◆ **What you should do**: Search the material below for the string "minivan" and copy each line where it appears.

◆ **Data**:
□ □ □ □ □
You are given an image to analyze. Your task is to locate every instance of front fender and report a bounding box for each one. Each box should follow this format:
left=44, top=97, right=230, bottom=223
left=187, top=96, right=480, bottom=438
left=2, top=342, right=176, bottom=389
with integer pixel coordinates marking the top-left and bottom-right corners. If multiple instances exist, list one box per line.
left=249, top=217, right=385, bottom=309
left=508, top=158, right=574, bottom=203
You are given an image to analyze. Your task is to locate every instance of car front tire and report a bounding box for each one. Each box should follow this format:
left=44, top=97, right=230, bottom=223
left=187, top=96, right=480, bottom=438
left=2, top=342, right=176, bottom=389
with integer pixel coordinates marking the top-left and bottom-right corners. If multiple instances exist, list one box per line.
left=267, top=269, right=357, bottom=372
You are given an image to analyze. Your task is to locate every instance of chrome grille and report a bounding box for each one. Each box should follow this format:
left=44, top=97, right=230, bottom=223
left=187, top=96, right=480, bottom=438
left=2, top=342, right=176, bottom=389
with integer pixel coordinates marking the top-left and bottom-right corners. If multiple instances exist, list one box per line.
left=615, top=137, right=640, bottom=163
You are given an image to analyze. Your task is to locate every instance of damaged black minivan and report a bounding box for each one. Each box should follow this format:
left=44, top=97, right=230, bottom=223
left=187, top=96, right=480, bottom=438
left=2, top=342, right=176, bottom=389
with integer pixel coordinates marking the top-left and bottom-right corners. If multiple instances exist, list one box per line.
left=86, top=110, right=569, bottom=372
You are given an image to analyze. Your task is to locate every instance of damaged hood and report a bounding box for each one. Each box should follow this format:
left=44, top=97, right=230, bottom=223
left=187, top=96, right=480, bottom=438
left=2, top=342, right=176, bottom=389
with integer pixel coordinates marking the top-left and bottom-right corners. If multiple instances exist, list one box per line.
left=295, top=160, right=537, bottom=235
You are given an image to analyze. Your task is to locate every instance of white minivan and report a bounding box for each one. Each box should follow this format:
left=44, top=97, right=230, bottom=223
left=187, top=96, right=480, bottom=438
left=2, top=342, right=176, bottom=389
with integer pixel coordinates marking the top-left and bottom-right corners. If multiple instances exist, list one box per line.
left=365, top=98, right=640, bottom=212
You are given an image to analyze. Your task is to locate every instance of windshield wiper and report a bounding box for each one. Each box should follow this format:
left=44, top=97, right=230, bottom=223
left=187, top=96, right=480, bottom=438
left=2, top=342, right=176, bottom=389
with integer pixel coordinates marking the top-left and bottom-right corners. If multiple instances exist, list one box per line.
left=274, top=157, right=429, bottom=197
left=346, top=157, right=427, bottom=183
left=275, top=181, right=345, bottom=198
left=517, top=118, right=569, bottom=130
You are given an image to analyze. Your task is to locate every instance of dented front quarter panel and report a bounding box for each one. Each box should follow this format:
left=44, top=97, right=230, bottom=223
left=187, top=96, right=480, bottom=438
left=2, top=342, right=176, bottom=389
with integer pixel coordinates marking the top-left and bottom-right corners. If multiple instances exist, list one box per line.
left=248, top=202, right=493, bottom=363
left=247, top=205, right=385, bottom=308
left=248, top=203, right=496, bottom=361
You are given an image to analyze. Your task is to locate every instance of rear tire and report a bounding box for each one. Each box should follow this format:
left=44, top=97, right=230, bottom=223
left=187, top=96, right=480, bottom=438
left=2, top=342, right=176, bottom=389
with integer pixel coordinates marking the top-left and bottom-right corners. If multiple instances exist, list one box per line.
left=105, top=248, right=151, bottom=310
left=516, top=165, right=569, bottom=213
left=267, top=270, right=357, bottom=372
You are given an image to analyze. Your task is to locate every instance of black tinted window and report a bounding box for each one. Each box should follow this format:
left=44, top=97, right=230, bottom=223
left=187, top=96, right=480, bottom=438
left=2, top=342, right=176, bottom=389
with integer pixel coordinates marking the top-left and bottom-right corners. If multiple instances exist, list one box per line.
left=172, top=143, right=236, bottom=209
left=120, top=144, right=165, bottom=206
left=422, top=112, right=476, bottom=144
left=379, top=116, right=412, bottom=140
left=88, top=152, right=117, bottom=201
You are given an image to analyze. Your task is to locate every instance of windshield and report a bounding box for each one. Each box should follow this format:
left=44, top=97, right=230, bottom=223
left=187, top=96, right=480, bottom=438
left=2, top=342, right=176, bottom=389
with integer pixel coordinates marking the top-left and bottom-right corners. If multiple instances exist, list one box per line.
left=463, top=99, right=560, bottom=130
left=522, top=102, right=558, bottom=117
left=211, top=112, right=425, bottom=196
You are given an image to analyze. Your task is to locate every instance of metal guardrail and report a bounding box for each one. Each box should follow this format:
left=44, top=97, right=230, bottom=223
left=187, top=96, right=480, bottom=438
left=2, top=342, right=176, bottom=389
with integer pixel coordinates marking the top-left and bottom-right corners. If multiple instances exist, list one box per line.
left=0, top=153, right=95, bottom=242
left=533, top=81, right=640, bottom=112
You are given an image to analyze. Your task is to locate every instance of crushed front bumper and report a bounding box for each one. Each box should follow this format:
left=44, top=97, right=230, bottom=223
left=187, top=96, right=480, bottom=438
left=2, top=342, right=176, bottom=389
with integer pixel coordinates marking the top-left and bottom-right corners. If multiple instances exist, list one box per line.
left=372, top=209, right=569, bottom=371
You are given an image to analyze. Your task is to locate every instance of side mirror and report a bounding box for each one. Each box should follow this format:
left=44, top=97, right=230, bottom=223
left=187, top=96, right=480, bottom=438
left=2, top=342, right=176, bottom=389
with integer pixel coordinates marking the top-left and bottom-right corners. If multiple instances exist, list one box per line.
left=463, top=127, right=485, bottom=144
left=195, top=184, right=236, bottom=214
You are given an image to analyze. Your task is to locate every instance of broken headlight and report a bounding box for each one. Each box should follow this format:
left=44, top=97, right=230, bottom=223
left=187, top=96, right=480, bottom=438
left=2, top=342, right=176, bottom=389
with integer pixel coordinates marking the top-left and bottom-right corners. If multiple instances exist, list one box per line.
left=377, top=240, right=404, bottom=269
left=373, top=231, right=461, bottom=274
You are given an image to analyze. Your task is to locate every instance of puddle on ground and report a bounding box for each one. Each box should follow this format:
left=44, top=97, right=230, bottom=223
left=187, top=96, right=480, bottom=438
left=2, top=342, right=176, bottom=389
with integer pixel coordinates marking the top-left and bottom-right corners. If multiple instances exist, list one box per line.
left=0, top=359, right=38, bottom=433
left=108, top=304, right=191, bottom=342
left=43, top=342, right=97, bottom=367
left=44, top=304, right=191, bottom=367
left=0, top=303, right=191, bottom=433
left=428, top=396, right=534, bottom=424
□ □ □ □ □
◆ **Output of the task**:
You are given an image to analyze. Your task is to locate every instance of damaged black minivan and report a bounding box for each one. Each box should follow this format:
You are given an image to analyze. Your task is to locate every instance of white minivan and report a bounding box for each one. Each box should follow this format:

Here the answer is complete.